** Stated task **
Add 63 to every x and y coordinate in the answer points of the material below, covering only the part that opens with the line containing "Greenhouse-scouting task: tag the woman's right" and closes with the line containing "point(78, 217)". Write out every line of that part again, requests included, with the new coordinates.

** Information given **
################
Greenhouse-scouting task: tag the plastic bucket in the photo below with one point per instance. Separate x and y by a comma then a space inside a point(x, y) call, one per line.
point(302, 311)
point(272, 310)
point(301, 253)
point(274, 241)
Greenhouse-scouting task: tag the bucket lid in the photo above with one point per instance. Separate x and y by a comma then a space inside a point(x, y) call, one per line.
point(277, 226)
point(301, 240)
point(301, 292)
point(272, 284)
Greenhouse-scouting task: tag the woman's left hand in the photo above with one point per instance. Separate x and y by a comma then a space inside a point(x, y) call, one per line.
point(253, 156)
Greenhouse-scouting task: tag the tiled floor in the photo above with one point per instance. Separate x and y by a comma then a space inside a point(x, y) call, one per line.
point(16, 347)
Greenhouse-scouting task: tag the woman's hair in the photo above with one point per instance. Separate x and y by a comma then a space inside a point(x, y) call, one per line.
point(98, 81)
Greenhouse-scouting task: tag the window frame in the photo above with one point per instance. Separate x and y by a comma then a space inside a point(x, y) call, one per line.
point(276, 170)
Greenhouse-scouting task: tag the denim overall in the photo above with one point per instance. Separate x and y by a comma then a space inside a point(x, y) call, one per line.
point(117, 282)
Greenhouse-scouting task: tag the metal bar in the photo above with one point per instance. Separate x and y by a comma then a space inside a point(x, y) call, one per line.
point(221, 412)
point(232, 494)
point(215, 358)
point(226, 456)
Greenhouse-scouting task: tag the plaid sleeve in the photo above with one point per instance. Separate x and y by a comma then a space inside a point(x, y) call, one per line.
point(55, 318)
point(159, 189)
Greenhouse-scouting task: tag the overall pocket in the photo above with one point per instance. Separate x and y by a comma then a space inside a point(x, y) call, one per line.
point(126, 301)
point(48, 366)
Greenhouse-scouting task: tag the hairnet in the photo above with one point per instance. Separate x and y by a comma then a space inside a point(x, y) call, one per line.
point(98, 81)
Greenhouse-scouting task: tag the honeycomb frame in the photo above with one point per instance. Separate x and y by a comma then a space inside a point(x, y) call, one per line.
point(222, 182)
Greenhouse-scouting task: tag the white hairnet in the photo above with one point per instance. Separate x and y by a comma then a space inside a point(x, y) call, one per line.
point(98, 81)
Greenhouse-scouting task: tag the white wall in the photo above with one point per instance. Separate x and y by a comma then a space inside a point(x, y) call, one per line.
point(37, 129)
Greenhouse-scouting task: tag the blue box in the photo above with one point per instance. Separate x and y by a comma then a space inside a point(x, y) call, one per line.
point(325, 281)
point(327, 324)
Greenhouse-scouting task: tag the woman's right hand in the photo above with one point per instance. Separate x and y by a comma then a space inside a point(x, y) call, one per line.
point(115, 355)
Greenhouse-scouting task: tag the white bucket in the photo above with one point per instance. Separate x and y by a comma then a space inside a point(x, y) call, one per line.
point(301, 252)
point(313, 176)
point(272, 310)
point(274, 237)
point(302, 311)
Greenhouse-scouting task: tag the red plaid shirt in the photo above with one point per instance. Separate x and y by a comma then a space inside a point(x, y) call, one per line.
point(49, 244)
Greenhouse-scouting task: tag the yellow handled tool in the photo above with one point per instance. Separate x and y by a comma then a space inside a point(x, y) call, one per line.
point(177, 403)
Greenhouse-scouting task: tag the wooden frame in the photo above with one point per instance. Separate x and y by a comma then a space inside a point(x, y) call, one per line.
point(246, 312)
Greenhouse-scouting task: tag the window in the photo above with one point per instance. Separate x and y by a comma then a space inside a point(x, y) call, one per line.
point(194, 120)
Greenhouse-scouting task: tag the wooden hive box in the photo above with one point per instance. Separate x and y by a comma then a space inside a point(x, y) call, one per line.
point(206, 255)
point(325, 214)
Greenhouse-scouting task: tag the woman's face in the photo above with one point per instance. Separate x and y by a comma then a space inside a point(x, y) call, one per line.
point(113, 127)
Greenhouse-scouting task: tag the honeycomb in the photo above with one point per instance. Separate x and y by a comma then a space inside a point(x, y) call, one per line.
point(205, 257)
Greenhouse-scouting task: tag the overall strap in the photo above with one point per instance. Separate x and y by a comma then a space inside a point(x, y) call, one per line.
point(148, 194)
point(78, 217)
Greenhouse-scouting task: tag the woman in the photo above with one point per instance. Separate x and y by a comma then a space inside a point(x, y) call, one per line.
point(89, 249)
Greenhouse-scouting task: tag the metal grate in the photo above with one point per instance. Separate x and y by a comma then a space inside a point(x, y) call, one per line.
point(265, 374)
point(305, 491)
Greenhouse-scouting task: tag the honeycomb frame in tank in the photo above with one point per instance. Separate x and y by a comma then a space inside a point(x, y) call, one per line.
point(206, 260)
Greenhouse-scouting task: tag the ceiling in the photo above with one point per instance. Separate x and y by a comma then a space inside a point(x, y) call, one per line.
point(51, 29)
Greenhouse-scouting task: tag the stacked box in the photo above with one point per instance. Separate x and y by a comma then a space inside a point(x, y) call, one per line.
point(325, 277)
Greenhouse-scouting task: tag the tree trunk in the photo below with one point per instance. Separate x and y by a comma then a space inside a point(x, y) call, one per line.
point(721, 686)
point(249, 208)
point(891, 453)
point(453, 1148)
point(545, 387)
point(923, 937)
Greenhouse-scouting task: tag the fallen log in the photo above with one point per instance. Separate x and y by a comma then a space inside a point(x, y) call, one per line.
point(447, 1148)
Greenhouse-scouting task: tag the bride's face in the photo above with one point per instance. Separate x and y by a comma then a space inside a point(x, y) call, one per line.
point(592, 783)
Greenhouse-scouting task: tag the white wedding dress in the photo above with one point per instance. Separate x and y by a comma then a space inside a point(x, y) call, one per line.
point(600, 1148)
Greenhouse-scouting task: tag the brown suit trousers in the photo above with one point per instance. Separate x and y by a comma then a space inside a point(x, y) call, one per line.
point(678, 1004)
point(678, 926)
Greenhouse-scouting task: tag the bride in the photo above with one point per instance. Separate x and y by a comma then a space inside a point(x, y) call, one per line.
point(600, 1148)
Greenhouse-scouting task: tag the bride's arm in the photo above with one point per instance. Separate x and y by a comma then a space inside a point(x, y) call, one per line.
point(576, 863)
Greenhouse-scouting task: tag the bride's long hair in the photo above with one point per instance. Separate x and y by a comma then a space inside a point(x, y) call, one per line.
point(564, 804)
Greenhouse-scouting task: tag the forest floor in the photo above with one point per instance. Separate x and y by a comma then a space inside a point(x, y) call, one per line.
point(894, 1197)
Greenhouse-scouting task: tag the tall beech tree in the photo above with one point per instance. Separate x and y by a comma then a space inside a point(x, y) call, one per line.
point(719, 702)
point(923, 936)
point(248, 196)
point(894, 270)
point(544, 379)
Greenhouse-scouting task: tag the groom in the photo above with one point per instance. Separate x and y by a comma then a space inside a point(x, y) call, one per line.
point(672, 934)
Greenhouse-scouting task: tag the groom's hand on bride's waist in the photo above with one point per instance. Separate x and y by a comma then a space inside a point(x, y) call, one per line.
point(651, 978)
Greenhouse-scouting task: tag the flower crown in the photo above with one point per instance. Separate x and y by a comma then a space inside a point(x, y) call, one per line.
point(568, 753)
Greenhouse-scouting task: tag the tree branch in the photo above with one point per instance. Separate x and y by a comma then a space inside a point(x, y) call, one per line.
################
** Task result **
Greenhouse-scouting task: tag the woman's right hand in the photo above with one point per instance. Separate x and y by a comma then a space inside a point(x, y) call, one per line.
point(178, 418)
Greenhouse-scouting task: tag the white bucket in the photo above with one point per instance. Separate x and y by a comma then a space inside a point(x, y) call, one per line.
point(364, 315)
point(376, 239)
point(335, 373)
point(337, 300)
point(365, 374)
Greenhouse-scouting task: tag the red plaid shirt in the photo above with one point per instance. Separate x and y by a comma then a space inside a point(x, y) call, one per line.
point(112, 307)
Greenhouse-scouting task: tag the yellow handled tool in the photo above with one point per instance. Separate x and y by a comma then a space inside a point(x, y) call, one per line.
point(240, 466)
Greenhouse-scouting task: tag the wooden frame in the photo above with one point per instance. Separate x and y by a comma then a space inside a point(x, y) call, one per line.
point(309, 375)
Greenhouse-scouting task: tag the window in the photo above with one point per instance. Separate x and y by a comma then a space inside a point(x, y) call, one per line.
point(257, 183)
Greenhouse-scouting task: tag the wooden hive box in the photo above with one point per instance. Separate x and y by a comma then a space inside a point(x, y) call, one per line.
point(269, 318)
point(388, 277)
Greenhouse-scouting task: tag the woman's face in the photo above with one point per instance. Separate x and y by a comma then a space inside a point(x, y) call, one per line.
point(176, 190)
Greenhouse-scouting task: tag the honeycomb in the photo above with one point per instance. Separate x and y by a comma then a space inside a point(x, y) call, one per line.
point(268, 320)
Greenhouse-scouting task: tag the overall strap in the photo above with one point per instance. Separate x and y by a comma then a space inside a point(x, y) call, one per line.
point(211, 257)
point(141, 280)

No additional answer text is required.